──────── Material to process ────────

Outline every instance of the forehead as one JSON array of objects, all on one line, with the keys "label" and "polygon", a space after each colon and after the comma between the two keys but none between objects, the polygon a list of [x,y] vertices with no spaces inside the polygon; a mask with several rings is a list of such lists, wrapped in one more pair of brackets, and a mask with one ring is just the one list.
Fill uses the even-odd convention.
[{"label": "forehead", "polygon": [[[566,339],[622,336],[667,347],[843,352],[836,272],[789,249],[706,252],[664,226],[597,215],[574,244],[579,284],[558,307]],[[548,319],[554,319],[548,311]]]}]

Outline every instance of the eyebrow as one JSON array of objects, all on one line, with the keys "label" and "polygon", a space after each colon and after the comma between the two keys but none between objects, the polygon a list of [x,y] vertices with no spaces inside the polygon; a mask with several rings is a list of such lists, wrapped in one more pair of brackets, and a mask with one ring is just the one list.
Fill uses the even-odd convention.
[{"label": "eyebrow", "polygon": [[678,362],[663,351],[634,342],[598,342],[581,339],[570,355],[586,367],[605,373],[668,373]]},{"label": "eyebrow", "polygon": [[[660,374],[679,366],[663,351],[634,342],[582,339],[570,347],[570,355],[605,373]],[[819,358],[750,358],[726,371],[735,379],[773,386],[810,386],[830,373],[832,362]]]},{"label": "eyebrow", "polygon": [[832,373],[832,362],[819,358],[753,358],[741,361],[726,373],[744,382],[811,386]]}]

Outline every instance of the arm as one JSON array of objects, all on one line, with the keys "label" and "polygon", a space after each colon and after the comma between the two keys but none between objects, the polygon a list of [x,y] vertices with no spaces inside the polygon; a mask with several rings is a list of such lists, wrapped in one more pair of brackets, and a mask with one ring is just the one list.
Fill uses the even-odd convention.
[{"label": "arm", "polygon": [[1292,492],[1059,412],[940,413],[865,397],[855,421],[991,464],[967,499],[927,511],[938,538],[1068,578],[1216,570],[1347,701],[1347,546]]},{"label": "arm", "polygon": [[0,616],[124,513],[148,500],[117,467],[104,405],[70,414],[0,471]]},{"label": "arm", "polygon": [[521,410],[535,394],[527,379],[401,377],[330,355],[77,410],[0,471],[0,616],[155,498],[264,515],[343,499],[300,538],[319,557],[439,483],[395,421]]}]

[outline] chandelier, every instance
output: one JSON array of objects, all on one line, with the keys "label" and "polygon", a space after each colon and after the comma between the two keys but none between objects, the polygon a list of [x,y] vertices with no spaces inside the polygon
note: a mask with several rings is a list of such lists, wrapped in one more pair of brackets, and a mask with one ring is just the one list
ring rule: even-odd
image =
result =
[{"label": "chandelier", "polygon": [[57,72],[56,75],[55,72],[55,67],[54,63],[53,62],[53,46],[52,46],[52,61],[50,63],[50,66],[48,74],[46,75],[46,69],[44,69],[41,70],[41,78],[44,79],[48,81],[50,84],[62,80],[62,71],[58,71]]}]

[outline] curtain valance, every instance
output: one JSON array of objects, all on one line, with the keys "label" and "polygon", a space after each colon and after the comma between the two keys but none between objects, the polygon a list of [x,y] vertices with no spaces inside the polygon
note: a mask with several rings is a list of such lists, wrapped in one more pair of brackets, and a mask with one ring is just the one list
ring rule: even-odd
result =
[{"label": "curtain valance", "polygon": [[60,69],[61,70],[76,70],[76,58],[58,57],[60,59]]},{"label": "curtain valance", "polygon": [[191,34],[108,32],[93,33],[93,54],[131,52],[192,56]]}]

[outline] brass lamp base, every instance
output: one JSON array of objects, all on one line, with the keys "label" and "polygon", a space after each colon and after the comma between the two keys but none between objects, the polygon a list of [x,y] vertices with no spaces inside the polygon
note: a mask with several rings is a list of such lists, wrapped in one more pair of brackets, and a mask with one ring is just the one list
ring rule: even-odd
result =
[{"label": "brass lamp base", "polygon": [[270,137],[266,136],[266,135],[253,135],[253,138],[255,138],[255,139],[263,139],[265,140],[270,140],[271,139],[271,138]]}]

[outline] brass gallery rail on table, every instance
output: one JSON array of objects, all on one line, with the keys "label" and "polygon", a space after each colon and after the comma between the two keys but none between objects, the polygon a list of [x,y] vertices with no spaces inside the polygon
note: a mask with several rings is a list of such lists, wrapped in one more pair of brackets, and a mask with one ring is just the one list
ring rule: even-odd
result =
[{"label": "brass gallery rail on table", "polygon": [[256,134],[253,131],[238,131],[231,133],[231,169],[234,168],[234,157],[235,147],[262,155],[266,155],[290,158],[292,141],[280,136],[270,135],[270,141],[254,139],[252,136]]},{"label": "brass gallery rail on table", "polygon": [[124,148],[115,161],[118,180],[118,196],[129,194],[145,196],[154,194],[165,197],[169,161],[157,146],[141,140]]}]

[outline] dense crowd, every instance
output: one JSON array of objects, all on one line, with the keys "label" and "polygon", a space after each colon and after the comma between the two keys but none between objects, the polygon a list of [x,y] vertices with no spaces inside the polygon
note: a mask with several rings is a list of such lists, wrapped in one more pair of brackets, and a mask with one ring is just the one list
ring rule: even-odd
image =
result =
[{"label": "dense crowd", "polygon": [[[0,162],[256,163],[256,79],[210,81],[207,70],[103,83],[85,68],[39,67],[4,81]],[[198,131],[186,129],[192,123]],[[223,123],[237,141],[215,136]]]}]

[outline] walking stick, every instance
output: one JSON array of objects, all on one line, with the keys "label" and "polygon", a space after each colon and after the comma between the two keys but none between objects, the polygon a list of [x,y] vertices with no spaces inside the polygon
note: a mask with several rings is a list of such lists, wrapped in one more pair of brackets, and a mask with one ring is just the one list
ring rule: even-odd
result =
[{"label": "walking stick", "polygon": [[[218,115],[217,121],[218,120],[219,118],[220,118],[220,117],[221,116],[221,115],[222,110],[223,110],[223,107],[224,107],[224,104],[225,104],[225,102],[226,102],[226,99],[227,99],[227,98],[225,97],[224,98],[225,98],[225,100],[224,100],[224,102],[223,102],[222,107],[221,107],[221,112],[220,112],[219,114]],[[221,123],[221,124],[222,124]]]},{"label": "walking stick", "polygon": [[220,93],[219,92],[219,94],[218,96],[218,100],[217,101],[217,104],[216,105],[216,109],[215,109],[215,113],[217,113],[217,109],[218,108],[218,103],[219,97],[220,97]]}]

────────

> Set exercise: Return all of these lines, copied with no changes.

> Result of the exercise:
Outline every instance of the forehead as one JSON array of objects, all on one line, with the keys "label" and "polygon", a space after each colon and after the comma between the two keys but none between objects, the polygon a list of [x,y] vertices with no spaces inside the polygon; a mask with several rings is a list of such lists, wrapped in one more pair of brackets, and a mask with one ring is just the one list.
Fill uses the even-odd convention.
[{"label": "forehead", "polygon": [[[566,339],[622,336],[667,347],[843,352],[836,272],[789,249],[706,252],[664,226],[597,215],[574,244],[579,284],[558,307]],[[548,319],[554,319],[548,311]]]}]

Outline every instance of the eyebrow as one JSON array of objects, all on one line, with the keys "label" and "polygon", a space after each colon and after the comma between the two keys but none between objects, the polygon a list of [x,y] vertices with no spaces inside the polygon; a mask with several rings is a list of such lists, wrapped in one more pair of brackets, and a mask with one ring is just the one list.
Fill uses the even-odd convention.
[{"label": "eyebrow", "polygon": [[678,362],[663,351],[634,342],[598,342],[581,339],[570,355],[586,367],[605,373],[668,373]]},{"label": "eyebrow", "polygon": [[[660,374],[679,366],[663,351],[634,342],[582,339],[570,347],[570,355],[605,373]],[[819,358],[750,358],[726,371],[735,379],[773,386],[810,386],[830,373],[832,362]]]},{"label": "eyebrow", "polygon": [[832,373],[832,362],[819,358],[753,358],[741,361],[726,373],[744,382],[811,386]]}]

Outline every instance of the arm as one JSON array of objects, all on one line, with the keys "label" and "polygon", a space after each colon and after the comma between the two keys but none between objects, the polygon a list of [x,y] vertices with no spaces inside the polygon; a mask with several rings is a list of such lists, wrapped in one more pair of brackets, and a mask with one ring is just the one list.
Fill uses the even-odd convention.
[{"label": "arm", "polygon": [[1292,492],[1059,412],[940,413],[865,397],[855,421],[991,464],[967,499],[927,511],[938,538],[1068,578],[1216,570],[1347,701],[1347,546]]},{"label": "arm", "polygon": [[0,616],[124,513],[148,500],[117,467],[104,405],[70,414],[0,471]]},{"label": "arm", "polygon": [[521,410],[535,394],[527,379],[401,377],[330,355],[77,410],[0,471],[0,616],[155,498],[264,515],[343,499],[300,538],[319,557],[439,483],[395,421]]}]

[outline] chandelier, every instance
output: one JSON array of objects, all on one line, with the keys "label" and "polygon", a space after each colon and after the comma between the two keys but none between objects, the polygon a list of [x,y] vertices with no spaces inside the polygon
note: a mask with several rings is a list of such lists, wrapped in one more pair of brackets, and a mask with one ring is just the one list
ring rule: even-odd
image =
result =
[{"label": "chandelier", "polygon": [[57,72],[56,75],[55,72],[55,67],[54,63],[53,62],[53,46],[52,46],[52,61],[50,63],[50,66],[48,74],[46,75],[46,69],[44,69],[41,70],[41,78],[44,79],[48,81],[50,84],[62,80],[62,71],[58,71]]}]

[outline] curtain valance, every instance
output: one JSON array of objects, all on one line, with the keys "label" and "polygon", a space after each colon and after the comma between the two keys but none between objects, the polygon a list of [x,y] vertices with no spaces inside the polygon
note: a mask with several rings is a list of such lists, wrapped in one more pair of brackets, and a mask with one ring is just the one list
ring rule: even-odd
result =
[{"label": "curtain valance", "polygon": [[60,69],[61,70],[76,70],[76,58],[58,57],[60,59]]},{"label": "curtain valance", "polygon": [[191,34],[108,32],[93,33],[93,54],[131,52],[192,56]]}]

[outline] brass lamp base, every instance
output: one JSON array of objects, all on one line, with the keys "label" and "polygon", a space after each colon and after the comma between the two keys but none between objects, the polygon a list of [x,y] vertices with no spaces inside the polygon
note: a mask with several rings is a list of such lists, wrapped in one more pair of brackets, and a mask with one ring is just the one list
ring rule: even-odd
result =
[{"label": "brass lamp base", "polygon": [[270,137],[266,136],[266,135],[253,135],[253,138],[255,138],[255,139],[263,139],[265,140],[270,140],[271,139],[271,138]]}]

[outline] brass gallery rail on table, every instance
output: one JSON array of objects, all on one line, with the keys "label" and "polygon", a space after each colon and after the comma between the two keys but none between objects, the polygon a list of [x,y] vertices with no spaces inside the polygon
note: a mask with several rings is a list of such lists, wrapped in one more pair of brackets, and a mask with one ring is just the one list
ring rule: even-odd
result =
[{"label": "brass gallery rail on table", "polygon": [[256,134],[253,131],[238,131],[231,133],[231,169],[234,168],[234,157],[235,147],[262,155],[266,155],[290,158],[292,141],[280,136],[270,135],[270,141],[254,139],[252,136]]},{"label": "brass gallery rail on table", "polygon": [[124,148],[115,161],[118,180],[118,196],[129,194],[145,196],[154,194],[165,197],[169,161],[157,146],[141,140]]}]

[outline] dense crowd, every instance
output: one JSON array of objects, all on one line, with the keys "label" and "polygon", a space after each colon and after the comma between the two keys but none between objects, the polygon a list of [x,y] vertices with no spaces inside the polygon
note: a mask with several rings is a list of such lists, wrapped in one more pair of brackets, and a mask with one ring is just the one list
ring rule: even-odd
image =
result =
[{"label": "dense crowd", "polygon": [[[0,162],[256,163],[256,79],[210,81],[207,70],[103,83],[85,68],[39,67],[4,81]],[[198,131],[186,129],[192,123]],[[223,123],[237,141],[215,136]]]}]

[outline] walking stick, every instance
output: one JSON array of objects, all on one line, with the keys "label" and "polygon", a space after each colon and after the comma between the two keys but none between objects, the polygon a list of [x,y] vertices with no spaces inside the polygon
note: a mask with several rings is a list of such lists, wrapped in one more pair of brackets, and a mask with one ring is just the one list
ring rule: even-odd
result =
[{"label": "walking stick", "polygon": [[[218,115],[217,121],[218,120],[219,118],[220,118],[220,117],[221,116],[221,115],[222,110],[223,110],[223,107],[224,107],[224,104],[225,104],[225,102],[226,102],[226,99],[227,99],[227,98],[225,97],[224,98],[225,98],[225,100],[224,100],[224,102],[223,102],[222,107],[221,107],[221,112],[220,112],[219,114]],[[221,123],[221,124],[222,124]]]},{"label": "walking stick", "polygon": [[220,93],[219,92],[219,94],[218,96],[218,100],[217,101],[217,104],[216,105],[216,109],[215,109],[215,113],[217,113],[217,109],[218,108],[218,103],[219,97],[220,97]]}]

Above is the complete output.